Inmersos en ese gusto por lo irreal que el uso de argumentos contrafácticos siempre regala, los que apoyaban la teoría del contrato social procedían no solo a iluminar los pasadizos del tiempo, sino a reconstruir las galerías de la Historia dando por cierto un conjunto de circunstancias no acontecidas, pero que en su opinión bien podían haber sucedido.
 
Locke (1632-1704) compartía con Hobbes (1588-1679) que el abandono del estado natural hizo posible la aceptación de un contrato social que culminaría en la creación de un poder público: el Estado. El funcionamiento del Estado no debía incluir nunca, precisaba Locke, la pérdida, alienación y/o anulación de los derechos naturales que habían existido en el estado de naturaleza.
A diferencia de los presupuestos liberales e iusnaturalistas que mantuvo Locke, en Hobbes lo que prevalecía era la defensa del Leviatán y, desde el autoritarismo del Estado, la búsqueda a ultranza de la obediencia a la Ley. La meta hobbesiana del contrato social no era otra que anular, a favor del gobernante (monarquía) o gobernantes (aristocracia), la capacidad humana de decisión y de acción. Y dado que el Poder valía más que los individuos, más que la libertad de los individuos y mucho más que los derechos de las personas, éstas perdían todas sus prerrogativas naturales en el momento de vivir bajo el paraguas del Estado y de sus instituciones.

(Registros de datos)
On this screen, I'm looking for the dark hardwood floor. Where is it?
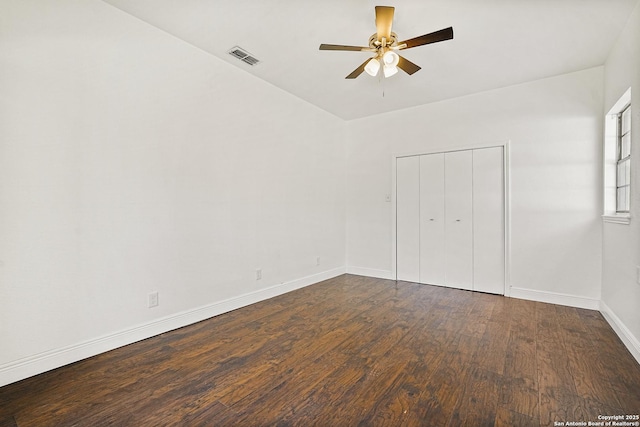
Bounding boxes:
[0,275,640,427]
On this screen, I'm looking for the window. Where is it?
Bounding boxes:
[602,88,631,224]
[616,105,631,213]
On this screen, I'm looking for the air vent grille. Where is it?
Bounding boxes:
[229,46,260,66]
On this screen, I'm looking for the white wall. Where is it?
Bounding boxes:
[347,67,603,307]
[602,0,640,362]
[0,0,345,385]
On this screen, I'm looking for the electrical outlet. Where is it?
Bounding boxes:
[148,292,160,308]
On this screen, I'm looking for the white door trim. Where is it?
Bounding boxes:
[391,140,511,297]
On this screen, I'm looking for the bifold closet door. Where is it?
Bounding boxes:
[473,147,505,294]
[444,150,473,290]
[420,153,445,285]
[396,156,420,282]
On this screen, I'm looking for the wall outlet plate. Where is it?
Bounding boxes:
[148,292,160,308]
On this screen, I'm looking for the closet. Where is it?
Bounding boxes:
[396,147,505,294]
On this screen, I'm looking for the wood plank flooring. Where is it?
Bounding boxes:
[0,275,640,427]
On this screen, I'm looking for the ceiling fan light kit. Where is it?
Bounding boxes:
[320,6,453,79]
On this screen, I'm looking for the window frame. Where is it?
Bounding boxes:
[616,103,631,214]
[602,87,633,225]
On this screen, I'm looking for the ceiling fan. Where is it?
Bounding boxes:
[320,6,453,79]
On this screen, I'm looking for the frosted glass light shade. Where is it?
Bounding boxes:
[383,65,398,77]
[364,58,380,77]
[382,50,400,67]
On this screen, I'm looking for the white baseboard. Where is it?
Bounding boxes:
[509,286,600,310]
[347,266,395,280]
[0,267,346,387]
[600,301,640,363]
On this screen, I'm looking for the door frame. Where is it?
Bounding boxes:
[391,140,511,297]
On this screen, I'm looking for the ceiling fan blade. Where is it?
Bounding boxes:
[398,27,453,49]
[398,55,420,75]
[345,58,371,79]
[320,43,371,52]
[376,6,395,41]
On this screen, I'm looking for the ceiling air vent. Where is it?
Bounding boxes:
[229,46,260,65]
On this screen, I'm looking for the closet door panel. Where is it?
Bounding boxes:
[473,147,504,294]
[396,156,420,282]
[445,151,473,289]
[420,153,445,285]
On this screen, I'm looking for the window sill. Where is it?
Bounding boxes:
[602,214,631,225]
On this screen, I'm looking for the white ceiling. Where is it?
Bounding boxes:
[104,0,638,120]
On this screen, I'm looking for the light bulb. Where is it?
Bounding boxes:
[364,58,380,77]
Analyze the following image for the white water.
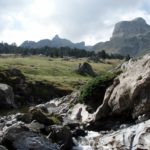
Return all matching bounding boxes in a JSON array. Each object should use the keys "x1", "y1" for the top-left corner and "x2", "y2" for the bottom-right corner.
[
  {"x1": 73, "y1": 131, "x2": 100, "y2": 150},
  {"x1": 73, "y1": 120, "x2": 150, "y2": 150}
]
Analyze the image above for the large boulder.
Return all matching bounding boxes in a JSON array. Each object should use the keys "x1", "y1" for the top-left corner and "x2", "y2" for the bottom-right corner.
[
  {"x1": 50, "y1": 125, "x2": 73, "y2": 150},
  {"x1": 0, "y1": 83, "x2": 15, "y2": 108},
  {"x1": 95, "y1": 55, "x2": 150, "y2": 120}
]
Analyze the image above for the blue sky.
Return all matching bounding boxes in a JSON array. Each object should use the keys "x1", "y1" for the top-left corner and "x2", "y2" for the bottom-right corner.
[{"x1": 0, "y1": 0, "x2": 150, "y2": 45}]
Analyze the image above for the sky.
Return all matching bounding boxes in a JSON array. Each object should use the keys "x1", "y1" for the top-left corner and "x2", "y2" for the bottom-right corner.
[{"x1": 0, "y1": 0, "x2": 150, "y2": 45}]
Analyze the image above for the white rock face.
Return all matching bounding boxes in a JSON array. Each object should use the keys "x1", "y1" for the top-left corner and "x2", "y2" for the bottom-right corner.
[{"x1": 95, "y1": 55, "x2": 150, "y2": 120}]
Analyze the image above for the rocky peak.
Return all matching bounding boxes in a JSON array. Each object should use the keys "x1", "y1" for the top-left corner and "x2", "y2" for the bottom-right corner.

» Reto:
Responde según el fragmento sobre el contrato social:
1. ¿Qué años de vida se indican para Locke?
2. Según Locke, ¿qué no debía incluir nunca el funcionamiento del Estado?
3. ¿Cuál era la meta hobbesiana del contrato social?

» Resultado:
1. 1632-1704.
2. La pérdida, alienación y/o anulación de los derechos naturales que habían existido en el estado de naturaleza.
3. Anular, a favor del gobernante (monarquía) o gobernantes (aristocracia), la capacidad humana de decisión y de acción.